# To-do list:
[1] List every year that appears in the Libya excerpt.
[2] Answer these questions using the Libya excerpt:
(a) To what figure per 1000 live births was baby mortality lowered?
(b) What kind of law was among the first that Qaddafi passed in 1970?
(c) Which body praised Gaddafi for his promotion of women's rights?

Starting with his bloodless coup …. when he outed a corrupt king …. and British petroleum, BP . … stealing as the british do.
He took over one of poorest, undeveloped, barren backward countries in the world … Nelson Mandela stated…”One could not but be struck by the sights of poverty from the moment of arrival, with all of its usual corollaries: hunger, illness, lack of housing and of health-care facilities, etc.”
Qaddafi promoted economic democracy and used the nationalized oil wealth to sustain progressive social welfare programs for all Libyans …
https://globalciviliansforpeace.wordpress.com/
Things like … Lowered baby mortality from 105 per 1000 live births … to 18 … (pre-Nato
Free health-care and free education .. Illiteracy rates in Libya had fallen from 61 per cent in 1971 to 14 per cent in 2001.
The United Nations Human Rights Council praised Gaddafi for his promotion of women’s rights…. One of the first laws Qaddafi passed in 1970 was an equal pay for equal work law….in 1969, few women went to university. Today, more than half of Libya’s university students are women.

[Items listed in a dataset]
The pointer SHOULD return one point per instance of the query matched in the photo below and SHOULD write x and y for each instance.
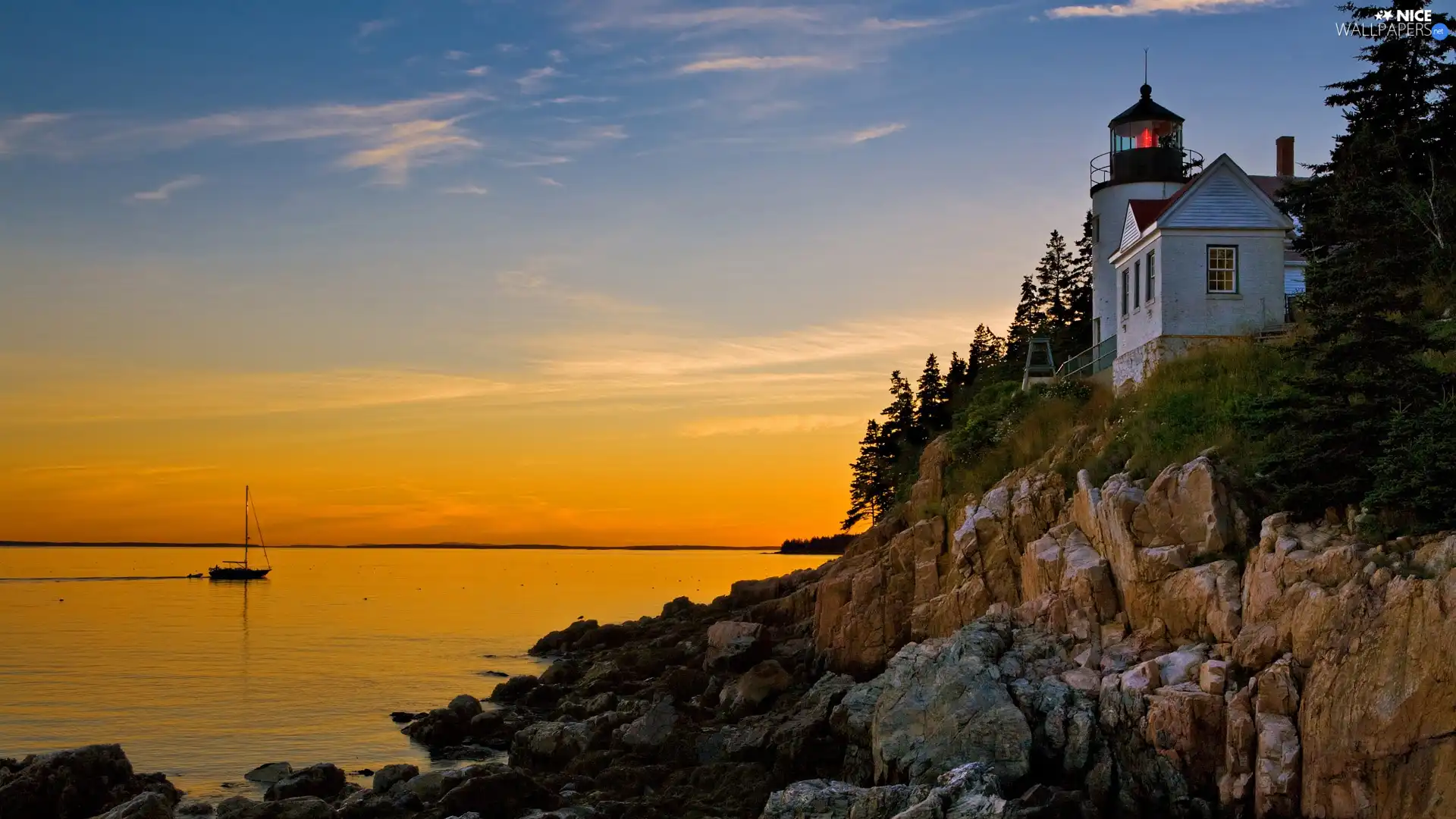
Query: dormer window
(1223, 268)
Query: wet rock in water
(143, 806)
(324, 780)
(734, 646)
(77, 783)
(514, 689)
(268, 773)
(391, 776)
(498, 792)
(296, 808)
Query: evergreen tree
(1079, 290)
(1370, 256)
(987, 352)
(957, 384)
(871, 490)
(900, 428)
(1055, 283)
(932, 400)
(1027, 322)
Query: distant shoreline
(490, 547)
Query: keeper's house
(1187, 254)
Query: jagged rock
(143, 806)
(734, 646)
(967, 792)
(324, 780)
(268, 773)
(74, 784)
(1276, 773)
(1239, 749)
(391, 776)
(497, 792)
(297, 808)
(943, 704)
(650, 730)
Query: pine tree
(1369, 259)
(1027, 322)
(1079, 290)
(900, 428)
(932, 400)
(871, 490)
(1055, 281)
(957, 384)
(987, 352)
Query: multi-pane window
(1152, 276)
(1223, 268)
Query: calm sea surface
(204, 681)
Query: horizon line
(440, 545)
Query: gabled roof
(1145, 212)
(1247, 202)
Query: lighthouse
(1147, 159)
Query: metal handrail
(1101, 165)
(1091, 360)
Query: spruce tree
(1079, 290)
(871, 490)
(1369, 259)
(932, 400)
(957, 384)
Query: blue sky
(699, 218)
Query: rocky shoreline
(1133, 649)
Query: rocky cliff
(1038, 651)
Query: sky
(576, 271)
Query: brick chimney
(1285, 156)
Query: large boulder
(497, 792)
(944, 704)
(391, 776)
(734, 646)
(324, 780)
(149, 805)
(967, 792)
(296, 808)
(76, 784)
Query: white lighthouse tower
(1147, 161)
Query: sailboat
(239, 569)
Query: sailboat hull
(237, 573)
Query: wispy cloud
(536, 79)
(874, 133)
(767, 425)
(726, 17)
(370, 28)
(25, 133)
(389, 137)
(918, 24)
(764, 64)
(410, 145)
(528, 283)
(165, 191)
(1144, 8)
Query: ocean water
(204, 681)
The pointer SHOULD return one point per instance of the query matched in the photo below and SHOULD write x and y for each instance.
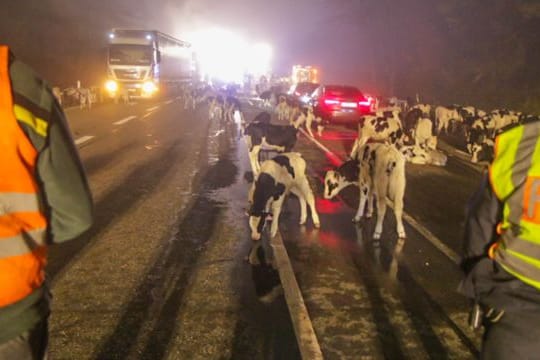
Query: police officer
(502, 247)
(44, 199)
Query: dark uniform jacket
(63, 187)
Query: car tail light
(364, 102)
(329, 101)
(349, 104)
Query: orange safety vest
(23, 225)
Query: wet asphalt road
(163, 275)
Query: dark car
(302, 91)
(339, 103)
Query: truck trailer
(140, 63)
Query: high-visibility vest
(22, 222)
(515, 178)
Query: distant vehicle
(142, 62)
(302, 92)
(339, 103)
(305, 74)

---

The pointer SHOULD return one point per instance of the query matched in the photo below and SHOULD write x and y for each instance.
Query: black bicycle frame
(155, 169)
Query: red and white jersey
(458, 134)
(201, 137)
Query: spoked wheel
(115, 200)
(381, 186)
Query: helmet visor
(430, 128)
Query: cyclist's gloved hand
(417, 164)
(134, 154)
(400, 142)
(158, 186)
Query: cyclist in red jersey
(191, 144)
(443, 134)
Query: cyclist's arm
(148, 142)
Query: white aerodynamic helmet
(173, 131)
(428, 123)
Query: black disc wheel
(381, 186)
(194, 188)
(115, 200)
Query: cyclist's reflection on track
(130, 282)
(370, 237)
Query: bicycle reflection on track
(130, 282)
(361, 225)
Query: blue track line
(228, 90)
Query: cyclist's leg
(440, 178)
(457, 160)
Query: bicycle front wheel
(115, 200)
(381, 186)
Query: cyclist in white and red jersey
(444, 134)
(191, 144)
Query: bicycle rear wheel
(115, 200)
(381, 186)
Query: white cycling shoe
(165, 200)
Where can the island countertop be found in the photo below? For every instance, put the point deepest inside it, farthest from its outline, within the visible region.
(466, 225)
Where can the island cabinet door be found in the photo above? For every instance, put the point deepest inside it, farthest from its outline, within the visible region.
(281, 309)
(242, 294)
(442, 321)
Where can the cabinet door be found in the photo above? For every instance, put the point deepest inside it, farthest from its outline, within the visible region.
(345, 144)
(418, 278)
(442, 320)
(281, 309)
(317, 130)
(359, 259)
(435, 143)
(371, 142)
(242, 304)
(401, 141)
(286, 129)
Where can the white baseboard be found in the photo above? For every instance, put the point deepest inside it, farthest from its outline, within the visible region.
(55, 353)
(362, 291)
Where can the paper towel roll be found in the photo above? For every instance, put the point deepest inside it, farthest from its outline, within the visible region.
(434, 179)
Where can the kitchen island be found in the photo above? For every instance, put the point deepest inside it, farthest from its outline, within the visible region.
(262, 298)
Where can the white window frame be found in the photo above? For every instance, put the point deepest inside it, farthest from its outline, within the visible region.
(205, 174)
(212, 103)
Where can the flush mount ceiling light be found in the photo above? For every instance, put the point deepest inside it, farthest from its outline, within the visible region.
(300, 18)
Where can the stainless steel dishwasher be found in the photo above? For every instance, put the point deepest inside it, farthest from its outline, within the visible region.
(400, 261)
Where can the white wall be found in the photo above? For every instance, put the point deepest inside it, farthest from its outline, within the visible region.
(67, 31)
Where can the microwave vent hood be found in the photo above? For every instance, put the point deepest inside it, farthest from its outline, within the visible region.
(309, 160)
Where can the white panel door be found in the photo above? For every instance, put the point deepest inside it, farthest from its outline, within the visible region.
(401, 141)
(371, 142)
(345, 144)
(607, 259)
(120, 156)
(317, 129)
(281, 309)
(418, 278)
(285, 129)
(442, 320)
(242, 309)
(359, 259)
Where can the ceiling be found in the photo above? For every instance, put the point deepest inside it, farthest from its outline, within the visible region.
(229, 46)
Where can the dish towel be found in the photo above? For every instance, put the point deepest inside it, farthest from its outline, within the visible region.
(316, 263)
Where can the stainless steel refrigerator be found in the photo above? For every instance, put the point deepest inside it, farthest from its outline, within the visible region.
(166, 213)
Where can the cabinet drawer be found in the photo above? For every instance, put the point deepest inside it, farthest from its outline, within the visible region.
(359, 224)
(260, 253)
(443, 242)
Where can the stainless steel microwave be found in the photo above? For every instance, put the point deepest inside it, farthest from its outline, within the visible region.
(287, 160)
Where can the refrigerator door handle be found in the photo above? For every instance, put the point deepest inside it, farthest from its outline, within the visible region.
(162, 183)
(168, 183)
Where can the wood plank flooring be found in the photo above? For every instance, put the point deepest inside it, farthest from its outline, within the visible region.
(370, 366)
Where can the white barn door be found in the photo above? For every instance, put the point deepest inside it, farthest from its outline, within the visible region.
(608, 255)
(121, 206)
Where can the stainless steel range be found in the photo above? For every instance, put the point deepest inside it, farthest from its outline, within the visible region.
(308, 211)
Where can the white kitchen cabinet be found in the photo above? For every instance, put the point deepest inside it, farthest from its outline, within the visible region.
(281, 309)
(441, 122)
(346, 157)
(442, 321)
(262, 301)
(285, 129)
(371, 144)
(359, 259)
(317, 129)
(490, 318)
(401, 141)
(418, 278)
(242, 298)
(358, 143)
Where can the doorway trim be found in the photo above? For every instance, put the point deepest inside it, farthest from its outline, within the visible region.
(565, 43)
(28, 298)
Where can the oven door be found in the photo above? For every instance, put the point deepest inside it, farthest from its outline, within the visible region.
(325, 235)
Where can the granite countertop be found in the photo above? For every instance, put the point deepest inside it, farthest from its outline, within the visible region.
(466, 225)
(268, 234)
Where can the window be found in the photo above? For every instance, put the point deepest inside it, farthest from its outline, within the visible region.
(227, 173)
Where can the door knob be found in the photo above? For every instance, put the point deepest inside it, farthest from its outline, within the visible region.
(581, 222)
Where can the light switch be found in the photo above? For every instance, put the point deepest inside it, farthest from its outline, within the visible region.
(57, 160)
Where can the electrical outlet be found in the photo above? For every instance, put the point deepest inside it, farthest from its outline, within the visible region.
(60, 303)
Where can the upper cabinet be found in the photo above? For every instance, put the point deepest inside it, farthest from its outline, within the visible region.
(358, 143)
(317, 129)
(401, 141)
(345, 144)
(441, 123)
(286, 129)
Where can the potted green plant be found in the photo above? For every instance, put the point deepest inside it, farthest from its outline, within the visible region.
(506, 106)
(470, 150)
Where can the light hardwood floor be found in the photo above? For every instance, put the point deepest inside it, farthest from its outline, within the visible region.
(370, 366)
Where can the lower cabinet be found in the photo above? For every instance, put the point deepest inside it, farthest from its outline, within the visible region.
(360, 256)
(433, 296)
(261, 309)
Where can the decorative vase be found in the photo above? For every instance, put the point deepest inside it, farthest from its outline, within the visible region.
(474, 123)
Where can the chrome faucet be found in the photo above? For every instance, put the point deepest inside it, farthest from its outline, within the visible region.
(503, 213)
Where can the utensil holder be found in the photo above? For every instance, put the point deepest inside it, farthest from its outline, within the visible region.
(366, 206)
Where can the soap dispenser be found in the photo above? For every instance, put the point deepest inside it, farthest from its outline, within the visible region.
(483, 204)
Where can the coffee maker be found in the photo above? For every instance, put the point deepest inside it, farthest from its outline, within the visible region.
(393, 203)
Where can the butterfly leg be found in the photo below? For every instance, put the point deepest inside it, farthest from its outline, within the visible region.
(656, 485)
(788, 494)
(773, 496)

# Solutions below:
[1] 1971, 2001, 1970, 1969

[2]
(a) 18
(b) An equal pay for equal work law
(c) The United Nations Human Rights Council